▼

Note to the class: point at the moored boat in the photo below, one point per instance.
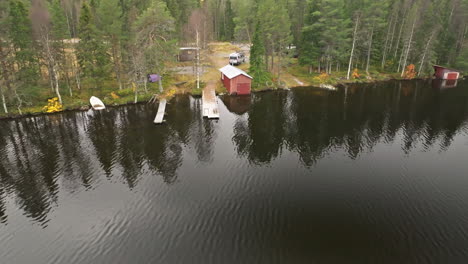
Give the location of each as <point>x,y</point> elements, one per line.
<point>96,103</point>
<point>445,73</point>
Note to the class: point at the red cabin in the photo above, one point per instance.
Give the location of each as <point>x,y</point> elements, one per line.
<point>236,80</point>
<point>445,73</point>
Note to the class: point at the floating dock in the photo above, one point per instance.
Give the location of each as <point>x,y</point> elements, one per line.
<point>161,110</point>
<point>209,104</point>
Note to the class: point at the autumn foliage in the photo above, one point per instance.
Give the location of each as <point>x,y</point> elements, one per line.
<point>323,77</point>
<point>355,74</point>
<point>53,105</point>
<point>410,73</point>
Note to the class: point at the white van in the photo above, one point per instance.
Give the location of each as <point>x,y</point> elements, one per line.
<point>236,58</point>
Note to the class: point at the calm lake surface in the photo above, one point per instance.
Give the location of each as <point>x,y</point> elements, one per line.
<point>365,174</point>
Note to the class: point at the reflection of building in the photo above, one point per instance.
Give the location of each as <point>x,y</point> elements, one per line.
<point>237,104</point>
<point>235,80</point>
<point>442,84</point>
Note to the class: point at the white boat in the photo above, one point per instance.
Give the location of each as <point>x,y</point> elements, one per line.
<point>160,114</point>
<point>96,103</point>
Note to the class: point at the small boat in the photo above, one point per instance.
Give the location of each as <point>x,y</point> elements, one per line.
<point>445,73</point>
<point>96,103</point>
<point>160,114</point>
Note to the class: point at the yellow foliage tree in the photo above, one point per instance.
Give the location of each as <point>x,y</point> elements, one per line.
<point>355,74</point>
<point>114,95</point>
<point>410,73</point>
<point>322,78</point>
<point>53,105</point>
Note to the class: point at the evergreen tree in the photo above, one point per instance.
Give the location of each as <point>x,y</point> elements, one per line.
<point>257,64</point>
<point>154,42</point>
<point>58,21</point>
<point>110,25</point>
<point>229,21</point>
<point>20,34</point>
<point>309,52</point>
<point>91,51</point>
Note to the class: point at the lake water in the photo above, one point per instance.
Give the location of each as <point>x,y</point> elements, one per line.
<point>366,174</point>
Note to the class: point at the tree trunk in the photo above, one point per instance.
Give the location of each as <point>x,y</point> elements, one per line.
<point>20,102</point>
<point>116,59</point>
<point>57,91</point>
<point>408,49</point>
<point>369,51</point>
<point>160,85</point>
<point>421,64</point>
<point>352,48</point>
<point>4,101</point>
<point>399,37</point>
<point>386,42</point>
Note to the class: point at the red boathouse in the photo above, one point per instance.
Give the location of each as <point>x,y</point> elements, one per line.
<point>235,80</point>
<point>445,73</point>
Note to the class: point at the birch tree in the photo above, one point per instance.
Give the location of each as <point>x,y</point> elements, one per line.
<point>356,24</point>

▲
▼

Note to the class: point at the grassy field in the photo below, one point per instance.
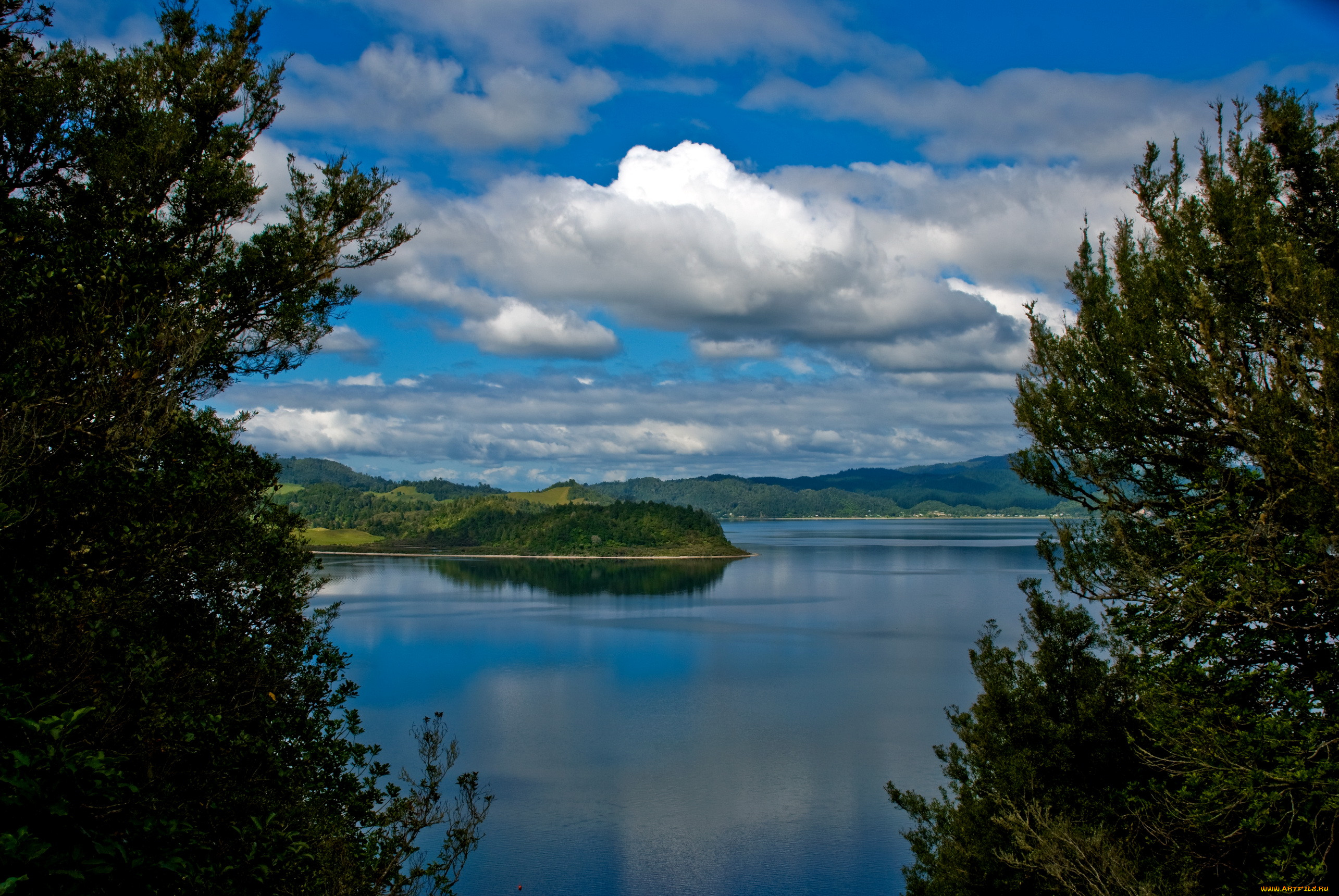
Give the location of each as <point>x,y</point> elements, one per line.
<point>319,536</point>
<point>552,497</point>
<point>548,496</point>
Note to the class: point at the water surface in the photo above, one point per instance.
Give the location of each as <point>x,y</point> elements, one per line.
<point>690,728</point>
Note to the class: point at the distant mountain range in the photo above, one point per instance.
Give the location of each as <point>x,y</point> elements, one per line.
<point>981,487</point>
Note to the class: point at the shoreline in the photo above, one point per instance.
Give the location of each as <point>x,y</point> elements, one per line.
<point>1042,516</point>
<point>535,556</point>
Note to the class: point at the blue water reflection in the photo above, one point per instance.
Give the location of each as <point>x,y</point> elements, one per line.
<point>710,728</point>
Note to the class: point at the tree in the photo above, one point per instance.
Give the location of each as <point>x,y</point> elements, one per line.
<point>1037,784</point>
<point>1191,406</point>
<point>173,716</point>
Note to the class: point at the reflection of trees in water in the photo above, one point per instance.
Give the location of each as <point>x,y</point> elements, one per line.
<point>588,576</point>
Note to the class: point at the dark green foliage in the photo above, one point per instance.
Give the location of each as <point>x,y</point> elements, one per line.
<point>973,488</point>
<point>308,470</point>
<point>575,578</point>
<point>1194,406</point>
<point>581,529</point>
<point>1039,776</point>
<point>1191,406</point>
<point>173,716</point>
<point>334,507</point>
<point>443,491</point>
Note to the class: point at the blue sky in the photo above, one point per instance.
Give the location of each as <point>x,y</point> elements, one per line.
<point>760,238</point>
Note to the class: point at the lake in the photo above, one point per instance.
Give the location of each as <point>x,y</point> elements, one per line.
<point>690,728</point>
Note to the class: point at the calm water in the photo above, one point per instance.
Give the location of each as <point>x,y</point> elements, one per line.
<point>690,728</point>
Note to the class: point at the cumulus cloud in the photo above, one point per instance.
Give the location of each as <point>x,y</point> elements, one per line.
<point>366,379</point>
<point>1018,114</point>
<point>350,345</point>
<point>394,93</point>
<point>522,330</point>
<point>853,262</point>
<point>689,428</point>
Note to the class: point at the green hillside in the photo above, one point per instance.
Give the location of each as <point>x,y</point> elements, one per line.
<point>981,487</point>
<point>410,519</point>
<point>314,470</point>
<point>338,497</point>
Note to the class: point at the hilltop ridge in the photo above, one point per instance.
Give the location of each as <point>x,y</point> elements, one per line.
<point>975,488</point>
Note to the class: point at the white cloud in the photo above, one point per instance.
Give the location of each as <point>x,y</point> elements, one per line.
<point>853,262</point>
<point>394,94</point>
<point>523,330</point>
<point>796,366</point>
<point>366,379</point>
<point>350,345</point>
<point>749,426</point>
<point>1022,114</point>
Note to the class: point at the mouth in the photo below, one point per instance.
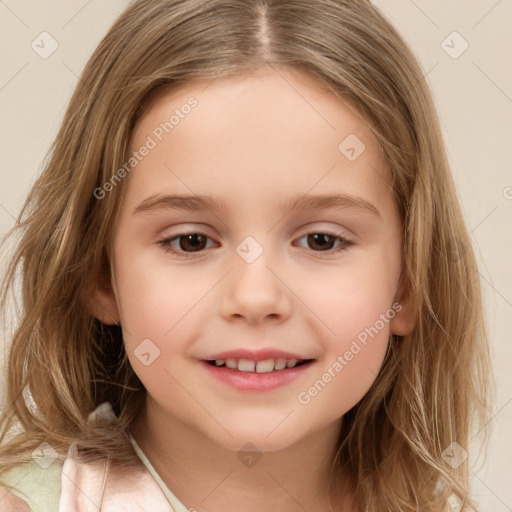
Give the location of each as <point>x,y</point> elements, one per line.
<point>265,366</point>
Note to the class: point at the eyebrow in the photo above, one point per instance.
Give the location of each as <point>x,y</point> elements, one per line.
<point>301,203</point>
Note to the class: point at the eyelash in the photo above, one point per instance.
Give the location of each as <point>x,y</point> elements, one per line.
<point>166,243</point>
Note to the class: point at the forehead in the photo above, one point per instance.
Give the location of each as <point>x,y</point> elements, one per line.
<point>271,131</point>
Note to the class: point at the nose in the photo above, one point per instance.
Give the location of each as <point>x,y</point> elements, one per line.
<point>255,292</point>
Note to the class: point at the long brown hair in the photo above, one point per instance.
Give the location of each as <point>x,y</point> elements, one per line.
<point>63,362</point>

▲
▼

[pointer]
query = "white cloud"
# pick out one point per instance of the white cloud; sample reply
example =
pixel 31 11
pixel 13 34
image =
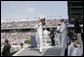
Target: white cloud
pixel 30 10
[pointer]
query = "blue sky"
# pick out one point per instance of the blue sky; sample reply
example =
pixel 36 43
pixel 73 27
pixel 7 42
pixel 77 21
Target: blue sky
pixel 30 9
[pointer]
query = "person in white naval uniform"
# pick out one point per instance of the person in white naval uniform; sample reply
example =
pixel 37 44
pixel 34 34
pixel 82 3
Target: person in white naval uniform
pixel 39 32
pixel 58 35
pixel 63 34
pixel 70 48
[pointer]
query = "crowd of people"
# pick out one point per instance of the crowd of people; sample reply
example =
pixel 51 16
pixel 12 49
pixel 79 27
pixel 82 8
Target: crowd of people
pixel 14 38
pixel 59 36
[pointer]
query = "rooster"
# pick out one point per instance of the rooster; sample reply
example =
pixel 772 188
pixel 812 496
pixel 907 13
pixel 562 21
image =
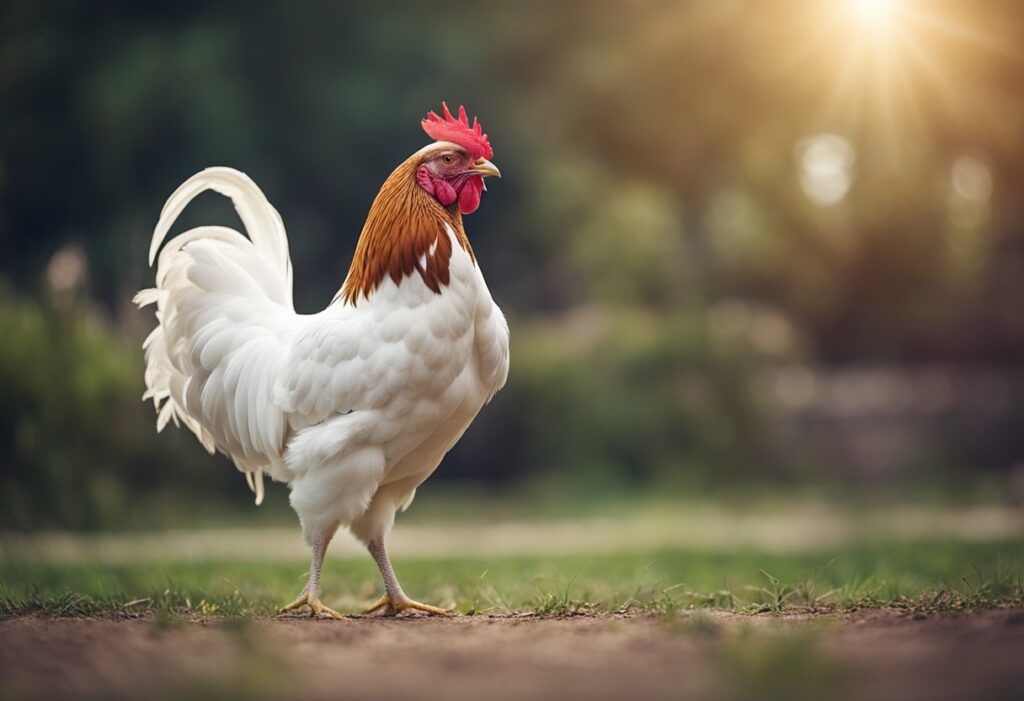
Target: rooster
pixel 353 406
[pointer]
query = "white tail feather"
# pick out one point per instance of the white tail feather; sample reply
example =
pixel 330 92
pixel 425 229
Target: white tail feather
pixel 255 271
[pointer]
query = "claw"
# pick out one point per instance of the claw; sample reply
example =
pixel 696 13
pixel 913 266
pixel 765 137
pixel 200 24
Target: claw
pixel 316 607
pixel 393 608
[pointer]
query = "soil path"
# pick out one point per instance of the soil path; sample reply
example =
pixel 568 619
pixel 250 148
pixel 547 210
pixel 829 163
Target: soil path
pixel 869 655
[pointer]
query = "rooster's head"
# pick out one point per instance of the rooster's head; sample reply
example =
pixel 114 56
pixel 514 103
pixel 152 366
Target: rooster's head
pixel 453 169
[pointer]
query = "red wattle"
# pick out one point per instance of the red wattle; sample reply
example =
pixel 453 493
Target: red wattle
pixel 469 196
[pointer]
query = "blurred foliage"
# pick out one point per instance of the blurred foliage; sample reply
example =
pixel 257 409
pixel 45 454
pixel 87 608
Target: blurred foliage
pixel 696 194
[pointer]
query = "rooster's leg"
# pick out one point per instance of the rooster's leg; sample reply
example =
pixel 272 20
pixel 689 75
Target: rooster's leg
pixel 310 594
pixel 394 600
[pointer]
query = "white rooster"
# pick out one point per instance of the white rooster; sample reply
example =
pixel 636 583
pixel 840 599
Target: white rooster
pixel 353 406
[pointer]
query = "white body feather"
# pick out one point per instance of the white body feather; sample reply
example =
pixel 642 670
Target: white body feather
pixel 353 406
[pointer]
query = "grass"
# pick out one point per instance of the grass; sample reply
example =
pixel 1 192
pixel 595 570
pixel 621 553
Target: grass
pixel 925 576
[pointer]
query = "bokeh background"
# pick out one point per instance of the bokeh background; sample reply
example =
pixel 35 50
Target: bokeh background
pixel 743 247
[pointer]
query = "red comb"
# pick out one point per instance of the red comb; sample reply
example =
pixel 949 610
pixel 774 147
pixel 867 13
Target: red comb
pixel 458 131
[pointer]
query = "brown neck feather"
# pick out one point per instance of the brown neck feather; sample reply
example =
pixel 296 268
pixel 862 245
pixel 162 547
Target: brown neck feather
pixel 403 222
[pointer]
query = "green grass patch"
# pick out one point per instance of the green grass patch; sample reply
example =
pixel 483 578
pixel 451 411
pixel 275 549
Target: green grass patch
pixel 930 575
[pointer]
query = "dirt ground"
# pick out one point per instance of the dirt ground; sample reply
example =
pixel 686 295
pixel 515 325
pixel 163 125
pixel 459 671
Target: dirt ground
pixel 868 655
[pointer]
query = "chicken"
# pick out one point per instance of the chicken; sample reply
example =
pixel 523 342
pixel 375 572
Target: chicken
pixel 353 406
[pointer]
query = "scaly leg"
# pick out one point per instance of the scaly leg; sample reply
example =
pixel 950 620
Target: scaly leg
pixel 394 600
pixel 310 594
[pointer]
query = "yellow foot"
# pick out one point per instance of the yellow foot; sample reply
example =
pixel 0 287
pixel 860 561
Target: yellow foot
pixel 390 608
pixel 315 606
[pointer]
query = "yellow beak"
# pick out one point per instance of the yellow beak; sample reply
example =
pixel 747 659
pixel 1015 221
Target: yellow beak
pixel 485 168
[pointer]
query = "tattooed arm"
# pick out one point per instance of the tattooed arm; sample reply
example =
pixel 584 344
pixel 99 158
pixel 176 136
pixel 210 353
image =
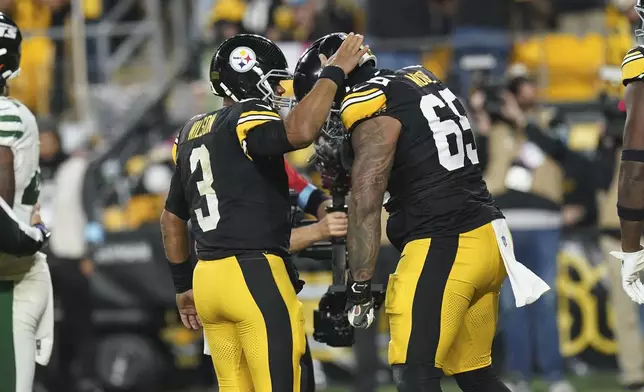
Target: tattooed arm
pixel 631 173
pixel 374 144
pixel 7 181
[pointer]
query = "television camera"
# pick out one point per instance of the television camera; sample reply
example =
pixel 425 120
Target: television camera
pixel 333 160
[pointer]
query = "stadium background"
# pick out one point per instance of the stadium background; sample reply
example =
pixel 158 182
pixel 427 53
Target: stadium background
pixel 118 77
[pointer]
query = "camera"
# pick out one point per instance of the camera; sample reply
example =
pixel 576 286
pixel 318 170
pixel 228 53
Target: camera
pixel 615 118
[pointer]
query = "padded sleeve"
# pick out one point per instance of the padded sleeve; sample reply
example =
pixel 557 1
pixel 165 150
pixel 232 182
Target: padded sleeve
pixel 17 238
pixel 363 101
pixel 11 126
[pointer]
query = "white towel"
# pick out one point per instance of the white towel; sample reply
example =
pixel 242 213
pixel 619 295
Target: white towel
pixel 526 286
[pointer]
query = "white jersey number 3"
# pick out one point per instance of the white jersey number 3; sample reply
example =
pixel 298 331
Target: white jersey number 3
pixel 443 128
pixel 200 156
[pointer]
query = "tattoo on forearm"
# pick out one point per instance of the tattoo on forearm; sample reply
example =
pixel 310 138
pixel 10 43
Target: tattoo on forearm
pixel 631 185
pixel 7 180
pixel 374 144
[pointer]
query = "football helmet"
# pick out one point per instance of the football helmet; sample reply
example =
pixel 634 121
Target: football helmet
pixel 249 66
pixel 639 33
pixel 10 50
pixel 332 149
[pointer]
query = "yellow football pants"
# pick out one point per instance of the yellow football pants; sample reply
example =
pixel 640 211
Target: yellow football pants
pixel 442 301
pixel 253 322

▲

§ **Description of the task**
In the material above, copy out word for word the lines from the one containing "Note to the class: point at the lake water" through the one containing "<point>366,174</point>", including both of those lines.

§ **Solution for this exercise**
Note to the class: point at the lake water in the photo above, one point per instance.
Give the location of each as <point>x,y</point> elements, one per line.
<point>366,174</point>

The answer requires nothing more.